#### PASSAGE TO READ:
◇ ◇ ◇ ◇ ◇

Some scientists call their large simulation studies “in silico experiments,” and they have a point. A person running a storm simulation changes a condition — say, the ocean temperature — and watches what the digital storm does. That feels like the same logic as a real experiment: you intervene and observe the outcome.
But critics push back. In a real chemistry experiment, they say, you are manipulating the actual chemicals you care about. In a simulation, you are playing with a model, not the real storm. Yet even that line blurs when you look closely. Biologists experiment on fruit flies not because they care about flies, but because the flies are a model for how genes work in many organisms, including humans. Every experiment uses a stand‑in for the target, at least to some degree. What matters is not whether you touch the real thing directly, but whether the similarities between the stand‑in and the target are strong enough to support the conclusion you want to draw.

◇ ◇ ◇ ◇ ◇

#### EXTRACTED DATA:
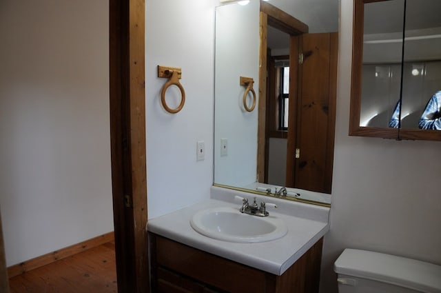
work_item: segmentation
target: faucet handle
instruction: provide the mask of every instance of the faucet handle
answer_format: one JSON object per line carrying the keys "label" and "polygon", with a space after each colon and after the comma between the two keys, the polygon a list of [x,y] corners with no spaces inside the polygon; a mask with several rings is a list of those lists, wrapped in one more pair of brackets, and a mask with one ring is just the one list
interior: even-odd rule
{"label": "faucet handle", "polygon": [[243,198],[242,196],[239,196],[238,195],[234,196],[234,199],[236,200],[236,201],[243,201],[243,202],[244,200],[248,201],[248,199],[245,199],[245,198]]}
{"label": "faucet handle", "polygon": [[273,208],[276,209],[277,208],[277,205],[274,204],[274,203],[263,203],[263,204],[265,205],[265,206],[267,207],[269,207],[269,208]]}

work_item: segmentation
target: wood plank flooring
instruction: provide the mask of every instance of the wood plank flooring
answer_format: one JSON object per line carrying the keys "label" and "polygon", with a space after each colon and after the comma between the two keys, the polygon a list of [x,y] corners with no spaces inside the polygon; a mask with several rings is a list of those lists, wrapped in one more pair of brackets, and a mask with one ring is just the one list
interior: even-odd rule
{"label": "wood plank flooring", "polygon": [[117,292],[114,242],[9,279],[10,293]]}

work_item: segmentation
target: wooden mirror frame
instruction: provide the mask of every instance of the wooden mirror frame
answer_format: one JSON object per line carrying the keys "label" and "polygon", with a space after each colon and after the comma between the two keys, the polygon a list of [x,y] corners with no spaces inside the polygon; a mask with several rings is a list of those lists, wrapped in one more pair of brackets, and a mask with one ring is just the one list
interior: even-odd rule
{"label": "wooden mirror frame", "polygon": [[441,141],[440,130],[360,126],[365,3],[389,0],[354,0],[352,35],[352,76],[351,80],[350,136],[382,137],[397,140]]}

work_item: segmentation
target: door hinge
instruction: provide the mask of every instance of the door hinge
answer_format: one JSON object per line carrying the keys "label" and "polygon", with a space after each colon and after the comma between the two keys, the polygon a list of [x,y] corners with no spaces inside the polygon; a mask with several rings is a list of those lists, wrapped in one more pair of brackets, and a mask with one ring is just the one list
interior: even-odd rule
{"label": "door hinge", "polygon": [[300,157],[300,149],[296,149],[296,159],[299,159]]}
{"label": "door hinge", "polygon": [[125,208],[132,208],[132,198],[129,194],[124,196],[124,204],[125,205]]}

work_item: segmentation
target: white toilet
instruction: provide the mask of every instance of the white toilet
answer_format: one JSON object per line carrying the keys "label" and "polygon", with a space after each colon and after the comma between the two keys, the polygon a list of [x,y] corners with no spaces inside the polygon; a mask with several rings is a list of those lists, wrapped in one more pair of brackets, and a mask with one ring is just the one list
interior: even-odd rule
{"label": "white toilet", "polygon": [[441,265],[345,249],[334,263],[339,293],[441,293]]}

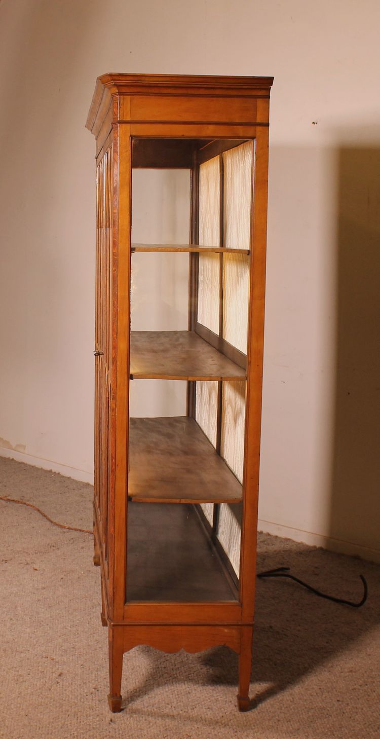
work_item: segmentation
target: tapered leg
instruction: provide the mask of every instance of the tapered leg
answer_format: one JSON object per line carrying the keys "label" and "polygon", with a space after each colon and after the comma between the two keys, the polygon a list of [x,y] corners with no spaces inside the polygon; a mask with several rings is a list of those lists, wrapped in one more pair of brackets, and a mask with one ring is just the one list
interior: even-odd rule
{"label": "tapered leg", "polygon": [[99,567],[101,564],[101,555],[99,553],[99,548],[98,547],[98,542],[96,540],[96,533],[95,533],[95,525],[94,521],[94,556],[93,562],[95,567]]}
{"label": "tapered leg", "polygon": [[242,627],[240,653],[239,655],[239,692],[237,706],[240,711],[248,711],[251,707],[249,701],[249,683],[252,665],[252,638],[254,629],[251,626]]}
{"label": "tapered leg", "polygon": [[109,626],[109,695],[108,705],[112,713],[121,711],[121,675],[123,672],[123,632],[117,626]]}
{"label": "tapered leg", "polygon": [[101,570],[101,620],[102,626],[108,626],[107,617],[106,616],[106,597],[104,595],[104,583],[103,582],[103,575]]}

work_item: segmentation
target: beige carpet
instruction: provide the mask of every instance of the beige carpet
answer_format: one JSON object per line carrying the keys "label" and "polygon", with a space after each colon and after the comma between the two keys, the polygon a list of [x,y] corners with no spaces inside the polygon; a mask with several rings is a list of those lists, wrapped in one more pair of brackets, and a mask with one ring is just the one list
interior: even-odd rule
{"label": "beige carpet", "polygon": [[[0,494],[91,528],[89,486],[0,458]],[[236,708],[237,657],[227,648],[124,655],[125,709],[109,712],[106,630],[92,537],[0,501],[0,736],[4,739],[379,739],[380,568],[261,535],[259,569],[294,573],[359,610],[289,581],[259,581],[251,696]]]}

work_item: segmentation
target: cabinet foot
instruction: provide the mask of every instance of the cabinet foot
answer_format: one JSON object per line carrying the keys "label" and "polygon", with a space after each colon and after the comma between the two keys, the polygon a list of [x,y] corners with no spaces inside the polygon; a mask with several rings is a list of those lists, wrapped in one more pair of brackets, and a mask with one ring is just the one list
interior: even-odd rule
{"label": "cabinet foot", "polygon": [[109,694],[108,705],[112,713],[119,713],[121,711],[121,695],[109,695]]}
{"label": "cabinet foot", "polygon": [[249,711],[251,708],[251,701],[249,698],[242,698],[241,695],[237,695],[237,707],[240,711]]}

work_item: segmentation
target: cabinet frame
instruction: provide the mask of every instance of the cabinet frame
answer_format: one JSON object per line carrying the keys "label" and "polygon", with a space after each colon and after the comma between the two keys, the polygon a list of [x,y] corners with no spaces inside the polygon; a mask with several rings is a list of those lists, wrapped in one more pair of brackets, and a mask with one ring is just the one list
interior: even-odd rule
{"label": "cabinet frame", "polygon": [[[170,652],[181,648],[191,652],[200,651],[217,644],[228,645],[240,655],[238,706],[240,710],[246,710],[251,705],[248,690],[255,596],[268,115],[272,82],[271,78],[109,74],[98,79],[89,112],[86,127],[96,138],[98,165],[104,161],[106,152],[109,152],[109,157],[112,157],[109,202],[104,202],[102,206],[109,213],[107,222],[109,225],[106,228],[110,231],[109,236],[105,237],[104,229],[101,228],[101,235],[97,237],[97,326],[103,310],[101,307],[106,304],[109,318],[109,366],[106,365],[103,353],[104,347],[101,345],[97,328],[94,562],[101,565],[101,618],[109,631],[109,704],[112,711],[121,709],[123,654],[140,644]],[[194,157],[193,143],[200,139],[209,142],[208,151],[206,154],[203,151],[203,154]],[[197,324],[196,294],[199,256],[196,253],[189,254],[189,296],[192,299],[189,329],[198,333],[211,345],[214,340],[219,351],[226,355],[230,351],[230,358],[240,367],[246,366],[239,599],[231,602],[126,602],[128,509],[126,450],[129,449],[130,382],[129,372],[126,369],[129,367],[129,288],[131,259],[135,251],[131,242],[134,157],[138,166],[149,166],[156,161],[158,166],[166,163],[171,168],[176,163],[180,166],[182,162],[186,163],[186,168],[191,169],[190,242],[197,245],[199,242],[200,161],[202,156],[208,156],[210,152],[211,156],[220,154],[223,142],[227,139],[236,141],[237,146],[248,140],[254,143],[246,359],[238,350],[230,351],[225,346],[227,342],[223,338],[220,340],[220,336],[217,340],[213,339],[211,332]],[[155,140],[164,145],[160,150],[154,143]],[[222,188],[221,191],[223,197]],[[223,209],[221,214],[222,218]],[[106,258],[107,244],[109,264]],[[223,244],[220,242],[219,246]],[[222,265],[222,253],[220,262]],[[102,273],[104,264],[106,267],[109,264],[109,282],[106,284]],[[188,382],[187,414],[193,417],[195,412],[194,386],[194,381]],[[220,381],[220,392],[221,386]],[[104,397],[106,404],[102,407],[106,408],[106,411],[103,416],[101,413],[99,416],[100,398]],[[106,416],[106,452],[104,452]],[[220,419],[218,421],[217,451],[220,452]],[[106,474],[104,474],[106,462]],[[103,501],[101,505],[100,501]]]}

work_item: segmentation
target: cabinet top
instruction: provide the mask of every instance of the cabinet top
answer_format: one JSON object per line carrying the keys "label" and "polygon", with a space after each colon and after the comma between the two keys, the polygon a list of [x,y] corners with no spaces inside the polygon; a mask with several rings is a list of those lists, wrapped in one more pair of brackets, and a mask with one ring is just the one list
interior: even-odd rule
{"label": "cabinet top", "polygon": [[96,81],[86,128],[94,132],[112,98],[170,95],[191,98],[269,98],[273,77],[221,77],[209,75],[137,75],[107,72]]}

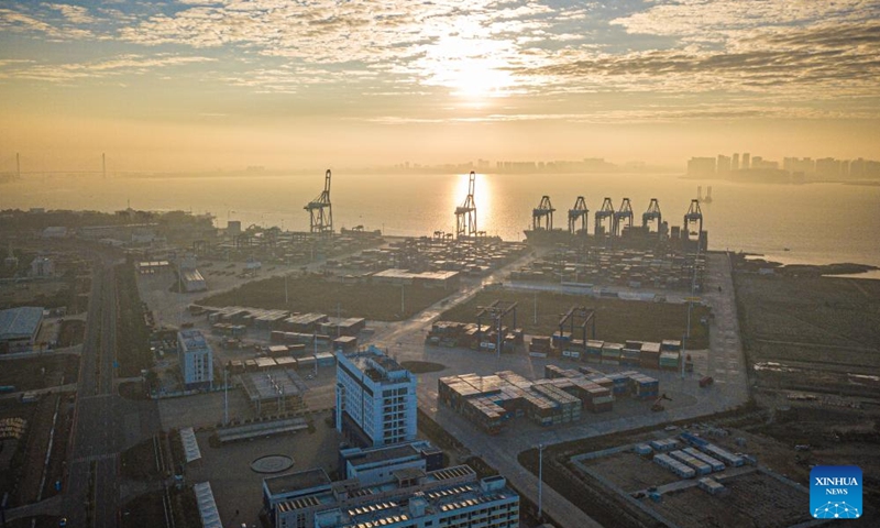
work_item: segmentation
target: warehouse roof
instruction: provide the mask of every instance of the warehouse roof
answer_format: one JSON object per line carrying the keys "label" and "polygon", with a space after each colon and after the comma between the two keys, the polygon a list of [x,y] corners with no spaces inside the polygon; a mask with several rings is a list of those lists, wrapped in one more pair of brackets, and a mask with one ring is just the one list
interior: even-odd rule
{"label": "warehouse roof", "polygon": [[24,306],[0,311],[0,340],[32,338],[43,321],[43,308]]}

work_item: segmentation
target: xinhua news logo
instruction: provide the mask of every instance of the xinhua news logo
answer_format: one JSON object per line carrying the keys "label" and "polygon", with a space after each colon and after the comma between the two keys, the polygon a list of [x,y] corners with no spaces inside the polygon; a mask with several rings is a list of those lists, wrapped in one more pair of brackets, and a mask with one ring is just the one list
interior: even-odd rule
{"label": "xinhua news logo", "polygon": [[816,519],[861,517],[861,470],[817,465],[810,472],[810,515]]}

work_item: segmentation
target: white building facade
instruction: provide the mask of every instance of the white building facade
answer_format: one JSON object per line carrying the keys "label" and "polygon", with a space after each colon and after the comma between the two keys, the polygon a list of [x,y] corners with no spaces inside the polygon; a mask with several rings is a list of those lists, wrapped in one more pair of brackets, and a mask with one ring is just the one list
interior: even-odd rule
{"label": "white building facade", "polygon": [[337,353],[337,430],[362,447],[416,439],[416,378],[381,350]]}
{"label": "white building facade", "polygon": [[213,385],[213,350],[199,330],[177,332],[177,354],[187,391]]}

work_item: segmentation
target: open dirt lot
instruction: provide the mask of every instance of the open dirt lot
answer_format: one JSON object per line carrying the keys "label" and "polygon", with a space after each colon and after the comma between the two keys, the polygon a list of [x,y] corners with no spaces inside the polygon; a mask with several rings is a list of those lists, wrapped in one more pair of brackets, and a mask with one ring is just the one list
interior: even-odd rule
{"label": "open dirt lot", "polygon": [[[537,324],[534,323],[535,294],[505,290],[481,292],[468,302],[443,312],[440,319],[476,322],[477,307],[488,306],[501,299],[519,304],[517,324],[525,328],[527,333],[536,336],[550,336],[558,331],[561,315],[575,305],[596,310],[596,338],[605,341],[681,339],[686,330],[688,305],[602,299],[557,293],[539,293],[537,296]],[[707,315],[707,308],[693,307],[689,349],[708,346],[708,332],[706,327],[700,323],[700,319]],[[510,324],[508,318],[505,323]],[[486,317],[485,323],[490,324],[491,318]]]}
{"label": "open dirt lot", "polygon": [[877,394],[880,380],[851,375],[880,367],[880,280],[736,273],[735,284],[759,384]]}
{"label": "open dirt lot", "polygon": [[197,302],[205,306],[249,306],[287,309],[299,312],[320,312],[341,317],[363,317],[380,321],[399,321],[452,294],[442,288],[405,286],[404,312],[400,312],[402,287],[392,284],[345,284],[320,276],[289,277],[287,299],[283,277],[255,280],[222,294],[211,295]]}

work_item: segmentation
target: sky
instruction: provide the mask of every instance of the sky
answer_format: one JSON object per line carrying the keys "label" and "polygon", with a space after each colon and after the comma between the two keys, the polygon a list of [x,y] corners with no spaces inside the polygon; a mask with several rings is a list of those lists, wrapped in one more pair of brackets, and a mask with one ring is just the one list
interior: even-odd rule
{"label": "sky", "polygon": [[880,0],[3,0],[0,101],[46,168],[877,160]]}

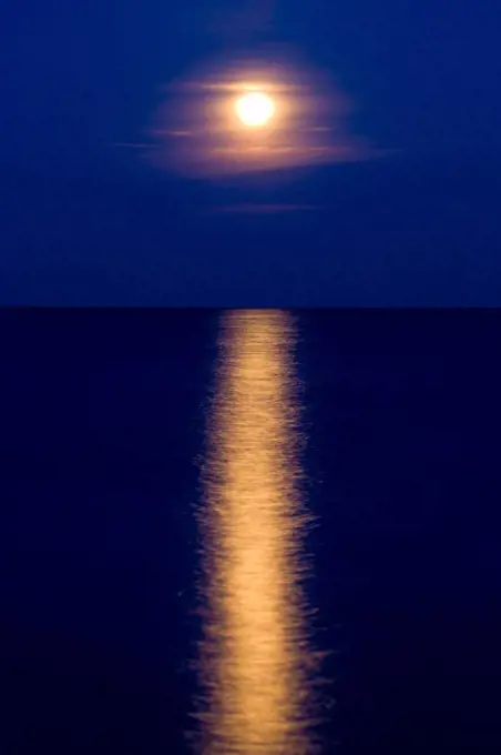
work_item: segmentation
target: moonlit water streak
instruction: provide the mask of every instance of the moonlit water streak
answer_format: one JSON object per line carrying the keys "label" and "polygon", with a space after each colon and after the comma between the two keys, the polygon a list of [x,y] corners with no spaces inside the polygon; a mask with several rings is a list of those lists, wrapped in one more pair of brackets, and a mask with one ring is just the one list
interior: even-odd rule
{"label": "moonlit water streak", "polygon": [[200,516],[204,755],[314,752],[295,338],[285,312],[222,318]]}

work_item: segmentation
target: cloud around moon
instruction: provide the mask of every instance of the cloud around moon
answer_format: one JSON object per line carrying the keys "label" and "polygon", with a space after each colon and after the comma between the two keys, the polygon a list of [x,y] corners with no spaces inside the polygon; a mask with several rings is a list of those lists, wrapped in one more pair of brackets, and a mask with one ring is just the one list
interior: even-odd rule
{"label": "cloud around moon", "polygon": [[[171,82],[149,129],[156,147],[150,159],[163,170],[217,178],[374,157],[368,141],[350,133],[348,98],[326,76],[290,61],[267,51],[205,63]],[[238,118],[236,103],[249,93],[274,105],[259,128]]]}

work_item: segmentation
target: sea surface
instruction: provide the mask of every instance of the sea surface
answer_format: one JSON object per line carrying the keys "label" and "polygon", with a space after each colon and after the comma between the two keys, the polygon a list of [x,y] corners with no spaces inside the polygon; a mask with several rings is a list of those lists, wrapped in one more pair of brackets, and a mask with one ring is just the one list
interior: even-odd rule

◇ ◇ ◇ ◇ ◇

#### PROBLEM REQUIREMENTS:
Reproduce the passage on simulations as experiments word for word, from "Some scientists call" up to and including "observe the outcome.".

#### YOUR RESPONSE:
Some scientists call their large simulation studies “in silico experiments,” and they have a point. A person running a storm simulation changes a condition — say, the ocean temperature — and watches what the digital storm does. That feels like the same logic as a real experiment: you intervene and observe the outcome.